**Instructions to follow:**
Repeat the records word for word, excluding any picture.

Photo object pointing records:
-----

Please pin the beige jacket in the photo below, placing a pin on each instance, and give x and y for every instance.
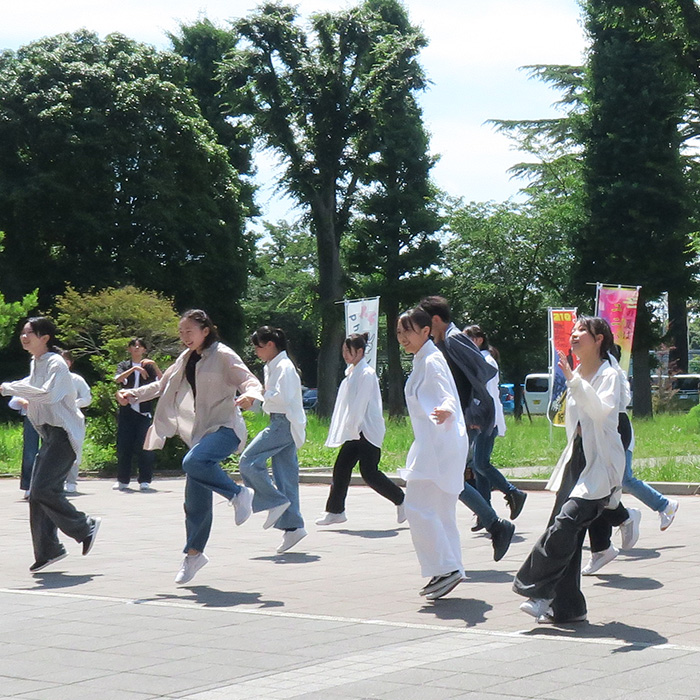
(220, 376)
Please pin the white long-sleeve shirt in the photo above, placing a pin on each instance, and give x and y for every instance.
(358, 408)
(439, 451)
(493, 387)
(283, 394)
(51, 394)
(594, 406)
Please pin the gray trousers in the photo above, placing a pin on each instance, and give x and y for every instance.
(49, 509)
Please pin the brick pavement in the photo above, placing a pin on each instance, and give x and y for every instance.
(339, 617)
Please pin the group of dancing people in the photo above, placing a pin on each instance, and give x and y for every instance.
(452, 400)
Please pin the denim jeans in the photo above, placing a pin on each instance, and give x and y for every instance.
(275, 443)
(641, 490)
(30, 448)
(487, 476)
(202, 464)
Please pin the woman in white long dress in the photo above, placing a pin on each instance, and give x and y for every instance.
(434, 470)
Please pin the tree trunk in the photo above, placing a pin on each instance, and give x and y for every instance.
(678, 330)
(396, 404)
(330, 288)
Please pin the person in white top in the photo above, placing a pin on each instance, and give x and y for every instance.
(587, 477)
(487, 476)
(51, 408)
(357, 427)
(434, 470)
(278, 442)
(83, 398)
(201, 397)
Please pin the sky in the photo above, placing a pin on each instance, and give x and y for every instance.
(474, 62)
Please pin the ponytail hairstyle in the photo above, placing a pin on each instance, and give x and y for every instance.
(596, 325)
(415, 319)
(357, 341)
(43, 325)
(266, 334)
(201, 318)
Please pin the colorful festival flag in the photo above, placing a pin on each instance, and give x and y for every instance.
(618, 306)
(362, 316)
(561, 323)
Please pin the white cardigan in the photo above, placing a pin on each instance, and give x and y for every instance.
(358, 408)
(439, 452)
(595, 405)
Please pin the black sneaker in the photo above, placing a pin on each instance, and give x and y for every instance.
(89, 541)
(515, 500)
(38, 566)
(502, 533)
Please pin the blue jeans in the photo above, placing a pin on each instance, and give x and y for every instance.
(486, 475)
(275, 443)
(640, 489)
(202, 464)
(478, 505)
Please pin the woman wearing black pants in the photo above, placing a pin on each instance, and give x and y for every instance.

-----

**Problem solution:**
Please pin the beige jacket in the photo below, placing a pin on each instance, and give x and y for every instance.
(220, 376)
Please pin the white long-sleeve shirt in the photo above, placing a pin on each instance, and give x and y for every instance.
(358, 408)
(439, 451)
(493, 387)
(283, 394)
(51, 394)
(594, 406)
Please pin the gray trousers in the photo above, placing a pin on each instance, and give x and y for every instance.
(49, 509)
Please pin the brick pavement in the photo above, placing a pin on each instance, and give x and y for every instance.
(339, 617)
Please pin the group of dancing people in the photo above, placing a pin on each instance, and give x and y for every instance.
(452, 400)
Please pin the denim jeans in the photo above, placing a pin on each instance, and give x and y for every instance.
(275, 443)
(641, 490)
(30, 448)
(487, 476)
(202, 464)
Please pin the woman in white long dress in the photo above, placing a pin on each instance, and give x and y for every instance.
(434, 470)
Please pin the tree trunk in the photo above, placing a pin on each instance, and give x and y for every instance.
(678, 330)
(396, 404)
(330, 288)
Please pin the person in white top in the photo above, placing a pin on each instance, and give x and y for every instance.
(587, 477)
(487, 476)
(51, 408)
(357, 427)
(434, 470)
(278, 442)
(83, 398)
(201, 397)
Please pin the sky in the photo above, placing a pin on each instance, and give x and y for every instance.
(474, 62)
Please pin the ponytail hairstyle in the photo above, placing a pin on each instance, and give x and y for every instance.
(596, 325)
(415, 319)
(357, 341)
(43, 325)
(266, 334)
(201, 318)
Please pin the colorful festival flag in the photo above, placing a pin on each instance, and give x and y for every instance.
(618, 306)
(362, 316)
(561, 323)
Please pin the white cardigan in the photo above, placing a pin on each instance, and give x and y for every instance.
(358, 408)
(439, 452)
(595, 405)
Please pin the black sneaker in the photo above, placing a pin on each instance, and give x and y for every instance.
(89, 541)
(515, 500)
(38, 566)
(502, 533)
Please pin the blue jeans in the photo above, placing a pin on each instance, and give x and y for every instance.
(486, 475)
(275, 443)
(640, 489)
(202, 464)
(478, 505)
Please pin the woman wearing black pants in the photo above, placing a pin on each instance, and give x and y for every instance.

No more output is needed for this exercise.